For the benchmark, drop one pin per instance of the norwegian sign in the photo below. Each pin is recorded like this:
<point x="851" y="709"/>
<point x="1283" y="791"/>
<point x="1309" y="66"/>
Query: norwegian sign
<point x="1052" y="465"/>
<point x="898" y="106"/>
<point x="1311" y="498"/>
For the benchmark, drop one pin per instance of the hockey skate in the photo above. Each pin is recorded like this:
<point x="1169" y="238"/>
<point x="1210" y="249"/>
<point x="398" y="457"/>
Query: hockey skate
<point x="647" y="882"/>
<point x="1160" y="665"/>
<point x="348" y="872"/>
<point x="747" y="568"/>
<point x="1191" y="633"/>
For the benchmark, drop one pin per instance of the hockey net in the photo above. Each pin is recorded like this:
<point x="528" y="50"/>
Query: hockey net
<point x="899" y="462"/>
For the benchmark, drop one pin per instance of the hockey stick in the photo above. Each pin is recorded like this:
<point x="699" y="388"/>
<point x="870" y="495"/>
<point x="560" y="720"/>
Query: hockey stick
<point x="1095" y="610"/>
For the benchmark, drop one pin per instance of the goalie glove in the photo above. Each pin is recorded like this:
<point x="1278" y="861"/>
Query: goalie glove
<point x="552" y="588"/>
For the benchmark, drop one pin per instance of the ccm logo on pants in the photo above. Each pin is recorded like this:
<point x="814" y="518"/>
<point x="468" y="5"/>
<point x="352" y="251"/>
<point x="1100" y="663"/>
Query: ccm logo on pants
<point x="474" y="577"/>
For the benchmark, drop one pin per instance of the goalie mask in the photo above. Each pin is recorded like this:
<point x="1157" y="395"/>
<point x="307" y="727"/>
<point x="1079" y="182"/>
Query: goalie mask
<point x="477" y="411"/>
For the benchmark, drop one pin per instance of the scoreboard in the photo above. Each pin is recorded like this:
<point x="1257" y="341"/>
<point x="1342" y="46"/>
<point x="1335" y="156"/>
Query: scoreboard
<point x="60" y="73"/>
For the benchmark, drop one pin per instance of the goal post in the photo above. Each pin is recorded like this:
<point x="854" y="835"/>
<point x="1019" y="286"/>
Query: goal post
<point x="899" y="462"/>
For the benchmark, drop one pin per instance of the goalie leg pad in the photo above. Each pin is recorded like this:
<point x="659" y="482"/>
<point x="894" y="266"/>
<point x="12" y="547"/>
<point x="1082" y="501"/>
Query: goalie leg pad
+ + + + + + +
## Your instructions
Format the lines of the listing as a JSON array of strings, one string per line and with blank lines omitted, beginning at the line that contains "the goalie leg" and continuing through the final line of the listing.

## Full output
[
  "For the benchmark, drop one pin per instance of the goalie leg pad in the photo above. Each pin is recorded like this:",
  "<point x=\"659\" y=\"482\"/>",
  "<point x=\"894\" y=\"266\"/>",
  "<point x=\"12\" y=\"547\"/>",
  "<point x=\"1082\" y=\"501\"/>",
  "Query: goalie leg pad"
]